| AVAILABLE DATA |
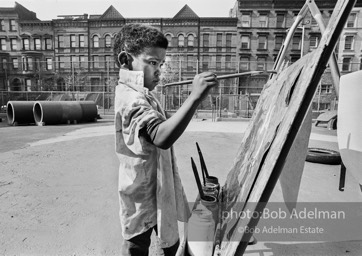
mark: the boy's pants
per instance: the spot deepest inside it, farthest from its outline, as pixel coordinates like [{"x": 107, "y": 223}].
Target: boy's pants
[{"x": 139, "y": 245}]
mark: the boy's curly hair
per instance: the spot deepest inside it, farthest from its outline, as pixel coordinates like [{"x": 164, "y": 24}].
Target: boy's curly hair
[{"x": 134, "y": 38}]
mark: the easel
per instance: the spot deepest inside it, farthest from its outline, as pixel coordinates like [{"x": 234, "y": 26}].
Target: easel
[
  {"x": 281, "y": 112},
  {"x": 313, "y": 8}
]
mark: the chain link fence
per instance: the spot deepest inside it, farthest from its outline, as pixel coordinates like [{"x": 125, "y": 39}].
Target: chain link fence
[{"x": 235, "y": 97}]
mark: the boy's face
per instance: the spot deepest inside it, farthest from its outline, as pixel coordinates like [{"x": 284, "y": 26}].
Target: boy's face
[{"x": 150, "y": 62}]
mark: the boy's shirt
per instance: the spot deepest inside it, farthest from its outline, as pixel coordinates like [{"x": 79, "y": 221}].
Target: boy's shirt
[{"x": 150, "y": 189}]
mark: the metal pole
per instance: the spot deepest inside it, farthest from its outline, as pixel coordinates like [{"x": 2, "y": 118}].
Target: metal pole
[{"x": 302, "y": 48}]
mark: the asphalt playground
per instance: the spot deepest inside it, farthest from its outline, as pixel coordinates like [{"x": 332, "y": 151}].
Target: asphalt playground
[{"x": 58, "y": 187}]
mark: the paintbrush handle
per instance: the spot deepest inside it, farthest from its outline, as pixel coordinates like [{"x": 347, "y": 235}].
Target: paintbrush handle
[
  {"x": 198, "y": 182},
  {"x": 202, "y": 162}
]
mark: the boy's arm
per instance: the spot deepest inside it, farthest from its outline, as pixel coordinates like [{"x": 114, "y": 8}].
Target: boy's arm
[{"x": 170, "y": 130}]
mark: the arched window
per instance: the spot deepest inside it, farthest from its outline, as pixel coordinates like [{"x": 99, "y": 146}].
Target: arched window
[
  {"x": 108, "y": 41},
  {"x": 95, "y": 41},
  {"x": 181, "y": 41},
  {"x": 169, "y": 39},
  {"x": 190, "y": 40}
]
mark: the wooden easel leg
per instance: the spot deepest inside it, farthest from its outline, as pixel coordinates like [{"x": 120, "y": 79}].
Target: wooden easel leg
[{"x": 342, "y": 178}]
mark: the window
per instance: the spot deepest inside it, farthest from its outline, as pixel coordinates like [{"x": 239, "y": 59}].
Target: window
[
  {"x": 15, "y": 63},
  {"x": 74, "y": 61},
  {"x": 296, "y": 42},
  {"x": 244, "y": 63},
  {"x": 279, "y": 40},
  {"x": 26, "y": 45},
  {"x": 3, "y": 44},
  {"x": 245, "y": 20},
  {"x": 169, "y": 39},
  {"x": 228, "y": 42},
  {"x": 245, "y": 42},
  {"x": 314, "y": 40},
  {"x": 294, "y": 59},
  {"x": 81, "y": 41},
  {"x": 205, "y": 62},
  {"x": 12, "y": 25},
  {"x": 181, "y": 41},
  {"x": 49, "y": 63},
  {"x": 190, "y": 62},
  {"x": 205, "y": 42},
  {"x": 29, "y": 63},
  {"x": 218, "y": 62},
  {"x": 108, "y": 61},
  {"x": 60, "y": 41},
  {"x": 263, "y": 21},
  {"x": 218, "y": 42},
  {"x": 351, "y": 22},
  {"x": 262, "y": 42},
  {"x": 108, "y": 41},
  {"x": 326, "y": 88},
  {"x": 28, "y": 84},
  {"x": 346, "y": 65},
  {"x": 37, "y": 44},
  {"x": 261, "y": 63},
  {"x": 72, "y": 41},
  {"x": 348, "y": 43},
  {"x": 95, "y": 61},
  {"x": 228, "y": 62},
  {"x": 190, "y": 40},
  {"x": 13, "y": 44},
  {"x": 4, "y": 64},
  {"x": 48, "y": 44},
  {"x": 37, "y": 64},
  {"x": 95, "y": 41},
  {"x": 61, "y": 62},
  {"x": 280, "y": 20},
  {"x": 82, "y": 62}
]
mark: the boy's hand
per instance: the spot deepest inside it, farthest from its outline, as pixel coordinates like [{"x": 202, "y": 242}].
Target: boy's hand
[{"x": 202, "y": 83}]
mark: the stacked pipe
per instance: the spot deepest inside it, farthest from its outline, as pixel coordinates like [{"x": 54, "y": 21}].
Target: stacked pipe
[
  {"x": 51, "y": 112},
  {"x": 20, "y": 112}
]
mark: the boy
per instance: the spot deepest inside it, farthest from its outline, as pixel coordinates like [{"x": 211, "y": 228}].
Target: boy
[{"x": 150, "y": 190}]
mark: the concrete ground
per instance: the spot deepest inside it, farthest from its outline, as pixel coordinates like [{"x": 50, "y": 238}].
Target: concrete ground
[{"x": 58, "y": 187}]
...
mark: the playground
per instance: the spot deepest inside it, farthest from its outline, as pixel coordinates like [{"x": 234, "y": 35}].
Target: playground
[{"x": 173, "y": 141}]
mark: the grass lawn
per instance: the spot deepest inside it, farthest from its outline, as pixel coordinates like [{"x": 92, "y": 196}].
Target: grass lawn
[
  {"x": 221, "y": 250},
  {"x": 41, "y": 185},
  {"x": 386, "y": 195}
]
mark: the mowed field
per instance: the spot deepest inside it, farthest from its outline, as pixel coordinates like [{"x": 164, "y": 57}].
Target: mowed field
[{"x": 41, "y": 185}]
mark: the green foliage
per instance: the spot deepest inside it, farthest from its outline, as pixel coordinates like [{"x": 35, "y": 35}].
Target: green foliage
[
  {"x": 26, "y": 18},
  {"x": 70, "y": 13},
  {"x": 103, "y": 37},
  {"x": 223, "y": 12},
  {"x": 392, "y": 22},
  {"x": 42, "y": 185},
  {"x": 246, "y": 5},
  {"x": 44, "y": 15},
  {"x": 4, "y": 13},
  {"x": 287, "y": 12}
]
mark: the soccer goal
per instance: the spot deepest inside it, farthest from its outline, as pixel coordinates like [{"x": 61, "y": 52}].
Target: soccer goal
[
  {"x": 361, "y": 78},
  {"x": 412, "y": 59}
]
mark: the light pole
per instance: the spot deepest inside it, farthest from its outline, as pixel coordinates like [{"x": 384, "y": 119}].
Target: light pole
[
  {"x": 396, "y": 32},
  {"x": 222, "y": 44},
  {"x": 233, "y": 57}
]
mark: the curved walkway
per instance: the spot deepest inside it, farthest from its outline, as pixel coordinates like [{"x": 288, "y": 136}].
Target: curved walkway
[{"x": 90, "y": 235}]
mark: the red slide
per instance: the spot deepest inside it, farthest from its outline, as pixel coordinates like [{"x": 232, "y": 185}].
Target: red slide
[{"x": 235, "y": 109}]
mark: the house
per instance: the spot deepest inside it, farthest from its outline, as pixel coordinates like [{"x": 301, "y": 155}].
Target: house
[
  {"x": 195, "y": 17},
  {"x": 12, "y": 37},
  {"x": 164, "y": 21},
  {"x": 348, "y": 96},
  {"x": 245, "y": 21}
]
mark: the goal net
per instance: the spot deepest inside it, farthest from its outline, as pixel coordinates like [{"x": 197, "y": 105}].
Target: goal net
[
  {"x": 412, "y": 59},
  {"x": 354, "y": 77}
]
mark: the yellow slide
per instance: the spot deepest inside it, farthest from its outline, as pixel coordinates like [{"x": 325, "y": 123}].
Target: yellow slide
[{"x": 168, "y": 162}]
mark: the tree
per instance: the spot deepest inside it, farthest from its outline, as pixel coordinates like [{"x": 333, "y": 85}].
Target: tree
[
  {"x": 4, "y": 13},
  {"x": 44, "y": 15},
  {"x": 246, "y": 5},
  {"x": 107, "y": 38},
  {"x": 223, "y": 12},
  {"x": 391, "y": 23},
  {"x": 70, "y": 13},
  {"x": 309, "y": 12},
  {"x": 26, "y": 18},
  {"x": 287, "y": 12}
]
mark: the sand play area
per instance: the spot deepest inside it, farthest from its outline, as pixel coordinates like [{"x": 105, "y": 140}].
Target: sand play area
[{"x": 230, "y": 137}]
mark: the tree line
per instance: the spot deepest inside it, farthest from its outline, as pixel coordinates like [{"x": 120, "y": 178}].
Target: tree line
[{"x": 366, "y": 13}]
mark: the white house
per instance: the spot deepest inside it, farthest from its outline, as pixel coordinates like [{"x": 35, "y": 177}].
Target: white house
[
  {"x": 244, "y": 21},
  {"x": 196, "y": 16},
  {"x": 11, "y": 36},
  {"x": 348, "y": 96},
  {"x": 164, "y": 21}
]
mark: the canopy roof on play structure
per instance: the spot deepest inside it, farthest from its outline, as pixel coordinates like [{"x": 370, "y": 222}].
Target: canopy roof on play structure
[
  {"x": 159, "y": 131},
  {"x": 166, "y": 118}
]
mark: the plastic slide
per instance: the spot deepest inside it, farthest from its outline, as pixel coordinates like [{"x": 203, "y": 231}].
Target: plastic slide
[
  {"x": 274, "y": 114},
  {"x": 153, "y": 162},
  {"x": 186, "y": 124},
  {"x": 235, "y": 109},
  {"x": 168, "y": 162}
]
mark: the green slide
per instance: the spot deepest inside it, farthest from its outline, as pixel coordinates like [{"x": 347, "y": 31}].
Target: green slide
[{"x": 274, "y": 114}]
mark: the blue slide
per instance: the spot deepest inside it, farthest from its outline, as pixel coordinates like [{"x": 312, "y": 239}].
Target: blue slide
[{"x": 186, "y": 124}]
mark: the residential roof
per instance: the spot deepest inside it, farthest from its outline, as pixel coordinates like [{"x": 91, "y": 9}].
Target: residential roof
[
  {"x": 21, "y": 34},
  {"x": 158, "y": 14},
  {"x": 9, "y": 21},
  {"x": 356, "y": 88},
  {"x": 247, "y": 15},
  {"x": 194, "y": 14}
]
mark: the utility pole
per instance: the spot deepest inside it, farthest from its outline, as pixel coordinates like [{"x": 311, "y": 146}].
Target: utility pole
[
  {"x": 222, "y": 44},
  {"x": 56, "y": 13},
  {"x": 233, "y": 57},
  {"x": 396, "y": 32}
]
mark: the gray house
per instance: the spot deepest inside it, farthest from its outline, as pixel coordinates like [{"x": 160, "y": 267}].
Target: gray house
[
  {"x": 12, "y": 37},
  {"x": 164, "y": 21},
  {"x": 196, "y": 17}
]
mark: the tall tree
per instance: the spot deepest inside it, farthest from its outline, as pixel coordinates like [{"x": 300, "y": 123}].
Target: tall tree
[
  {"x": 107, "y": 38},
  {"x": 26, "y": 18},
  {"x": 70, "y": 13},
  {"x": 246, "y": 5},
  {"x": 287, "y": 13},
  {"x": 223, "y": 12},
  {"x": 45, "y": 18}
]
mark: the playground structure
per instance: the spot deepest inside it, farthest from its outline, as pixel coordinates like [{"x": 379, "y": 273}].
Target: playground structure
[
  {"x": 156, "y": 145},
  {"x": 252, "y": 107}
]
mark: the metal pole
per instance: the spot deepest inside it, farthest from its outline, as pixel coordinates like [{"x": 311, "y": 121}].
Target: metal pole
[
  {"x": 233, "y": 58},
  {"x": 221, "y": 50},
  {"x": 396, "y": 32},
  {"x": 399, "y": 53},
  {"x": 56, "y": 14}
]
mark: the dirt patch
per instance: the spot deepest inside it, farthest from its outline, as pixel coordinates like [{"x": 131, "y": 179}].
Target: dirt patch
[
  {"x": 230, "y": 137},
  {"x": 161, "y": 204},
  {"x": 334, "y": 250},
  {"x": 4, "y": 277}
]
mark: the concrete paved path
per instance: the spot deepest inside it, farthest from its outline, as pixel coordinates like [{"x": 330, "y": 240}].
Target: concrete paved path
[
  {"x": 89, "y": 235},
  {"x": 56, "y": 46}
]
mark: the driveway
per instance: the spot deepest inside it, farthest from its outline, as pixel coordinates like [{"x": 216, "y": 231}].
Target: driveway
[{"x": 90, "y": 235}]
...
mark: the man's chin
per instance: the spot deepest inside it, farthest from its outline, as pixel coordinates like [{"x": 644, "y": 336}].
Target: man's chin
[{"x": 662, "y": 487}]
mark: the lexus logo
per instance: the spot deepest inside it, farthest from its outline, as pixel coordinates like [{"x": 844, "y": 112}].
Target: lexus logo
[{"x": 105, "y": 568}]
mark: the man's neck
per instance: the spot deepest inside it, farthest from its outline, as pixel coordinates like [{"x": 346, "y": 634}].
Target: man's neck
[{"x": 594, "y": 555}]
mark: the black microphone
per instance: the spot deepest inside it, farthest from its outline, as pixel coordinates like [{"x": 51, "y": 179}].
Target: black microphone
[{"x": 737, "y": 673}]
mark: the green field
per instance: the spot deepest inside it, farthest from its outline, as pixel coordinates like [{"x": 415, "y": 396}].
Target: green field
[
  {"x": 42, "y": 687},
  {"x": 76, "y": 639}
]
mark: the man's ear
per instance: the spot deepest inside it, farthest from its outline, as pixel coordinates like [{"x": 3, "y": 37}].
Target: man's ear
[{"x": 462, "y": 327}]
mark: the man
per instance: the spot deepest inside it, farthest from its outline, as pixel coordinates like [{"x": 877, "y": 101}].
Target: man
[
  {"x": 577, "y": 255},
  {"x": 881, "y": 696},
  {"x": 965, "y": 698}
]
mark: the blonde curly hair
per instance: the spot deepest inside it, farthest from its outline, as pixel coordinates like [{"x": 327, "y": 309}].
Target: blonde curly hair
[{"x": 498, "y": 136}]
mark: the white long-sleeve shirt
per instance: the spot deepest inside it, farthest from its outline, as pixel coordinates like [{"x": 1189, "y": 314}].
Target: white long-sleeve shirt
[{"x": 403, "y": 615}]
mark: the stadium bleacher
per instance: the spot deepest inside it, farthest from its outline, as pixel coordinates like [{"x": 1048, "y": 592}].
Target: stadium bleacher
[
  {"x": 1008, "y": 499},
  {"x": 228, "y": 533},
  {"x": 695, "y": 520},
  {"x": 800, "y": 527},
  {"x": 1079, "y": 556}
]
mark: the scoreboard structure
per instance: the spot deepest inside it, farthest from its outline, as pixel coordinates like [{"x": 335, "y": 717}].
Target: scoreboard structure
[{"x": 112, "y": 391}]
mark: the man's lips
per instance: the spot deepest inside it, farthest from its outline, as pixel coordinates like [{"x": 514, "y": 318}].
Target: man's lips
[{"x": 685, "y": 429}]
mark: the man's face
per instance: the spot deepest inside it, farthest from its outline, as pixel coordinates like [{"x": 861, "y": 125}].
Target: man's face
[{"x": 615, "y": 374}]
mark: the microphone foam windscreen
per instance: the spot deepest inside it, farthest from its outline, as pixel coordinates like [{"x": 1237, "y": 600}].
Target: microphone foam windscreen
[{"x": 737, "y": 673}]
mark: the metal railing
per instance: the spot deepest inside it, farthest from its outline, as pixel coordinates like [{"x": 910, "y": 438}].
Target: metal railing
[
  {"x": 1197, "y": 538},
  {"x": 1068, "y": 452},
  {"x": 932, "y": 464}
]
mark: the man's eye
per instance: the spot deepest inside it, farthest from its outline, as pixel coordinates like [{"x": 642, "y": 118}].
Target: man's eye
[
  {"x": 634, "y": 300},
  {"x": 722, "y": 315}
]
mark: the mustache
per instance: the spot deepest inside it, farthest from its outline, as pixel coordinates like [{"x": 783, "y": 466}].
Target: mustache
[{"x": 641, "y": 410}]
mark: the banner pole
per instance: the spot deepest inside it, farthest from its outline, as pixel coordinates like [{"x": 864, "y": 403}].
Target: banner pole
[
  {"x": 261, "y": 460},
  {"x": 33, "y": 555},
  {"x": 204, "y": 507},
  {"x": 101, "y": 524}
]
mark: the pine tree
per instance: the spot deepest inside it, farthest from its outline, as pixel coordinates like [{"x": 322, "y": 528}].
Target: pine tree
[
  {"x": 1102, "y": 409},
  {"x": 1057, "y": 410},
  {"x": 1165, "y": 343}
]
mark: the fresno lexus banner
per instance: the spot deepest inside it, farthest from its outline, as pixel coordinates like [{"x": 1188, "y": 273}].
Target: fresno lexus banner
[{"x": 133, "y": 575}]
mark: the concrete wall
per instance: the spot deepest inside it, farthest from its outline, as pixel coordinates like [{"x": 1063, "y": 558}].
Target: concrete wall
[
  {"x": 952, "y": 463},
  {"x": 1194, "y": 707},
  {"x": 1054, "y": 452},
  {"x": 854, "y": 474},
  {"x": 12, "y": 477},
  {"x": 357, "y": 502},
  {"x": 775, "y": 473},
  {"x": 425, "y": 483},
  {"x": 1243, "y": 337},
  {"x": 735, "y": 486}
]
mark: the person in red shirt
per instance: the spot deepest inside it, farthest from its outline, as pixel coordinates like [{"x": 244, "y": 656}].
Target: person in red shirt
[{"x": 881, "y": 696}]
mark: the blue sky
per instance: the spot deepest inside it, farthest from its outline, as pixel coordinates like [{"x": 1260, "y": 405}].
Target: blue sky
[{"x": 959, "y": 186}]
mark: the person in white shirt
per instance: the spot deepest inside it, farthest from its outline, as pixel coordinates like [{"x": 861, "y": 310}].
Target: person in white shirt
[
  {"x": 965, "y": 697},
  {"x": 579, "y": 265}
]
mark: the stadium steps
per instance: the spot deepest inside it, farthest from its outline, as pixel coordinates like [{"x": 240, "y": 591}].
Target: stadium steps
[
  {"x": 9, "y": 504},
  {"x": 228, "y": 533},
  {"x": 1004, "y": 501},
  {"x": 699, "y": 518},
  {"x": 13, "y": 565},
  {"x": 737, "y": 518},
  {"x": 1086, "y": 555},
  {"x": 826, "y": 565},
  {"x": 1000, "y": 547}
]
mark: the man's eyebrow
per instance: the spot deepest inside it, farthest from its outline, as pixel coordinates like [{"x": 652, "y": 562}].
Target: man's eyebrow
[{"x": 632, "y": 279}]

| EXERCISE REQUIREMENTS |
State how many lines of the material above contain the word "utility". Give only the number.

| RESPONSE BELOW |
2